▶ **Action item**:
With the line containing "Can you spot the leafy" as the starting point, output every line of the data below through its final line, character for character.

Extracted records:
Start of Block

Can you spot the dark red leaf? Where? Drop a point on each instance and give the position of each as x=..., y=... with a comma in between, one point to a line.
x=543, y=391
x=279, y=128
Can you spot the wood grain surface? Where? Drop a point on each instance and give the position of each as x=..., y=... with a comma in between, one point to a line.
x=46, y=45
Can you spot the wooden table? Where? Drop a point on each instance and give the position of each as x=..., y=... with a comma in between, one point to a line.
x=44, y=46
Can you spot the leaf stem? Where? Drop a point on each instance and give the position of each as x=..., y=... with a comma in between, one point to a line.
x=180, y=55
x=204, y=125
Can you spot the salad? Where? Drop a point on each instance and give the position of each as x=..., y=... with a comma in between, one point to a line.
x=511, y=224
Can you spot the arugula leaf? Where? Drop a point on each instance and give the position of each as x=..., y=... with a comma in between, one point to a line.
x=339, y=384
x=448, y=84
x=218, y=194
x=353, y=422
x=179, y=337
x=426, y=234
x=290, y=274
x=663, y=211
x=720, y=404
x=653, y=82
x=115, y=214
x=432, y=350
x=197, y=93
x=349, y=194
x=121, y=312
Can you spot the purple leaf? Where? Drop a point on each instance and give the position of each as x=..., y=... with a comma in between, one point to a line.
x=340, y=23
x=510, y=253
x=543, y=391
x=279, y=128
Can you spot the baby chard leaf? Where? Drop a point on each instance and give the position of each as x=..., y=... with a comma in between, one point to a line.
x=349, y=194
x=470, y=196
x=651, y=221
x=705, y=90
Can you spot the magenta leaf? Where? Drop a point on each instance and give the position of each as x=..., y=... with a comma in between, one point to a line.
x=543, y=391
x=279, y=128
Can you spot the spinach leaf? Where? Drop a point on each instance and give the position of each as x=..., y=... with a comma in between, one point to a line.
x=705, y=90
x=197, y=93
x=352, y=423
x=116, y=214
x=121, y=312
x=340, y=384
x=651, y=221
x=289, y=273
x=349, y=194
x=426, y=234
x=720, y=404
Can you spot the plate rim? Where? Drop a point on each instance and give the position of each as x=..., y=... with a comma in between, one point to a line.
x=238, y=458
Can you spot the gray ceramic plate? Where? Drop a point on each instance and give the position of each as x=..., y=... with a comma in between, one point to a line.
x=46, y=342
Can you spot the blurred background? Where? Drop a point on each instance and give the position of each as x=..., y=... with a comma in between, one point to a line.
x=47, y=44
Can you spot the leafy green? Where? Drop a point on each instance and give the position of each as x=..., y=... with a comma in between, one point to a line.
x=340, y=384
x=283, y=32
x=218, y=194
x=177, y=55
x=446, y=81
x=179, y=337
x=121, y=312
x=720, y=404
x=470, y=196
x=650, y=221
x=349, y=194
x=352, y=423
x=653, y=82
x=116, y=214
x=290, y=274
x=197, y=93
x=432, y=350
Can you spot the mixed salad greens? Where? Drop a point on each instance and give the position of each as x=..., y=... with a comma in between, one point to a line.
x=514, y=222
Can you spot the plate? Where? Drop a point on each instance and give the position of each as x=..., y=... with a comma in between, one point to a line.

End of Block

▶ **Solved exercise**:
Can you spot the leafy green? Where? Drop a point on each instance and give the position of each as x=..., y=... with a comma in between, one point to a line.
x=340, y=384
x=283, y=32
x=218, y=194
x=177, y=55
x=446, y=81
x=179, y=337
x=121, y=312
x=720, y=404
x=470, y=196
x=650, y=221
x=349, y=194
x=352, y=423
x=653, y=82
x=116, y=214
x=290, y=274
x=197, y=93
x=432, y=350
Can you spot the mixed salad greens? Where? Drop a point on each instance and give the position of each as x=..., y=... with a comma in between, one point to a line.
x=514, y=222
Can you spot the plate? Where? Drop a point on each instance and give the position of each as x=..., y=... with a comma in between, one point to a line.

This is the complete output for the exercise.